● TEXT SHOWN:
= = =
The GMDA accompanied by approximately 700 police personnel had initiated the eviction drive in the Silsako Beel wetland area. It targeted the alleged encroachment on approximately 130 bighas of land. 

As fears of forcible eviction from their homes escalated, women from the affected areas in an act of defiance and desperation shed their clothes, exposing themselves, in a gut wrenching attempt to protect their hard-earned belongings and homes. Police quickly moved in to provide cover and subsequently even detained these women, along with other protesters.

Over the past three days prior to their eviction, there had been meetings with authorities regarding eviction which ultimately culminated in an agreement. The District Commissioner informed the affected individuals about the compensation they would receive. Chief Minister Sarma, speaking to reporters in Nagaon, had also stated that he will construct flats for those who were landless and evicted, “There was a discussion with the public for the last three days and the eviction was done after reaching an understanding. The district commissioner had informed the people about the compensation to be paid. We will build flats for the landless evicted people.”

Local residents have also stringently claimed they had owned the lands for decades and possessed valid land documents. They have stated that they had been consistently paying taxes to the authorities over the years and many have also claimed they were not given sufficient time to relocate their belongings, as the police pressed for a swift eviction. Furthermore, reports have also arose that the eviction process was selective in targeting. A relatively well-off property, which had a hotel constructed on it at the site was not demolished or called to face eviction.

It is worth mentioning that in the Bodo land Territorial Region an autonomous council within Assam governed by the Sixth Schedule of the Constitution, eviction notices were issued selectively a month ago. These notices predominantly affected Muslim communities across various districts, impacting around 17,000 families. However, the Gauhati High Court later imposed a stay on these eviction notices and GMDA Chairman Narayan Deka promised proper compensation for those affected by the eviction. 

This is not there first time Silsako has faced eviction drives. In February, earlier this year a major eviction drive was taken out, according to India Today NE. The drive had led to the eviction of 300 people and also the demolition of two temples. Furthermore, in July 2023 too there was news of demolitions, there were huge protests in the area. However, in the case of Silako Beel many remained steadfast in their determination not to leave the area until justice is served for those previously evicted. Silsako has notably seen recurrent eviction drives over the years. According to NewsClick, these drives can be tracked back as far to 2008.

Why do people settle in these regions?

According to Outlook India, the Government of Assam’s Land Policy from 1989 and the 2019 Land Policy both highlight the primary causes of decreasing land in the state and these policies specifically point to flood and erosion as significant factors contributing to this issue. Furthermore, the 2019 Land Policy acknowledges the increasing lack of availability of agricultural land for cultivation.  It identifies multiple reasons behind this decline, including floods, soil erosion, and rapid urbanisation, industrialisation, and land degradation. However the crucial question remains largely unaddressed by the state’s political parties: why did people choose to settle in these vulnerable locations?
= = =
● TASK TO COMPLETE: Reproduce, word for word, the stretch of the Silsako Beel eviction report from "As fears of" through "with other protesters.".

● Excerpts from a point labeling dataset:
= = =
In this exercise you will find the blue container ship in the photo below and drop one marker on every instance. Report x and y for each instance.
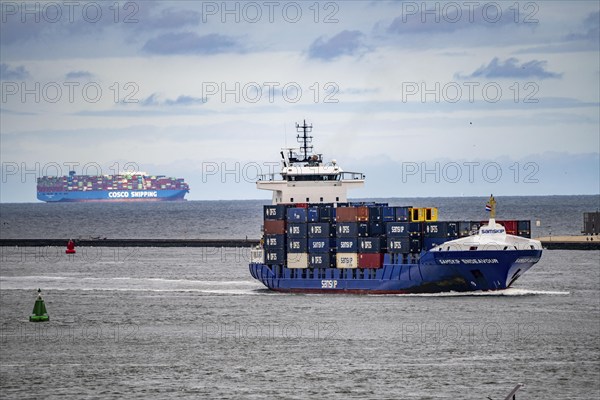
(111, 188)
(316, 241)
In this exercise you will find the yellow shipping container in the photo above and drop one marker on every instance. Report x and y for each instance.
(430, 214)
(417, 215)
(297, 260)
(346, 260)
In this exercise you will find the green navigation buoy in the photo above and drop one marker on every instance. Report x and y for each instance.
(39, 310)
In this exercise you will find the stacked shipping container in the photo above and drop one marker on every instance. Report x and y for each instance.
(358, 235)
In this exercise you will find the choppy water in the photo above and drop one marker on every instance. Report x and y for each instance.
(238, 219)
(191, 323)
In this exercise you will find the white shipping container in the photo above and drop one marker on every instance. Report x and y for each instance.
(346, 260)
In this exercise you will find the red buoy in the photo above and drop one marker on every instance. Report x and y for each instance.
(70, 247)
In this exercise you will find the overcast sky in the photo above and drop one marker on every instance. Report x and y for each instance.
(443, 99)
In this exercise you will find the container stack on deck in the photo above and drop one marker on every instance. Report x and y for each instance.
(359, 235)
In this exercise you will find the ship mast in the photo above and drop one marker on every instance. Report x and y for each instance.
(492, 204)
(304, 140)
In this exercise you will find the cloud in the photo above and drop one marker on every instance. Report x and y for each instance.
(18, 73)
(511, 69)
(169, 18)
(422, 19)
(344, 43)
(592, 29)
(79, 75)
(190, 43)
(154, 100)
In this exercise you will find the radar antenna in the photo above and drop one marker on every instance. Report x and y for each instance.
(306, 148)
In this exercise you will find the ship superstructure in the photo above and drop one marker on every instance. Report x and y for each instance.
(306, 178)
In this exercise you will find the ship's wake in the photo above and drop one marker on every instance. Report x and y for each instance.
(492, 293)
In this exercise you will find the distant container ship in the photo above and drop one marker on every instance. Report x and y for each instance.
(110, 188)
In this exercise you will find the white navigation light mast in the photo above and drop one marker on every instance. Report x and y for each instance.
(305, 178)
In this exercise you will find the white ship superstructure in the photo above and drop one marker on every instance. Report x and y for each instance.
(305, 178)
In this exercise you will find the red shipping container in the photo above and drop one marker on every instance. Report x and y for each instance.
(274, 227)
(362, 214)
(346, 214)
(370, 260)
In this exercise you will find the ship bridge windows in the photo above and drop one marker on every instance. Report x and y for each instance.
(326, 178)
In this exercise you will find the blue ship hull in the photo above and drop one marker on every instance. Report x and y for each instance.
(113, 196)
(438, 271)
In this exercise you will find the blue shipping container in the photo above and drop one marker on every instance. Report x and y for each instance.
= = =
● REPLY TO THE TASK:
As fears of forcible eviction from their homes escalated, women from the affected areas in an act of defiance and desperation shed their clothes, exposing themselves, in a gut wrenching attempt to protect their hard-earned belongings and homes. Police quickly moved in to provide cover and subsequently even detained these women, along with other protesters.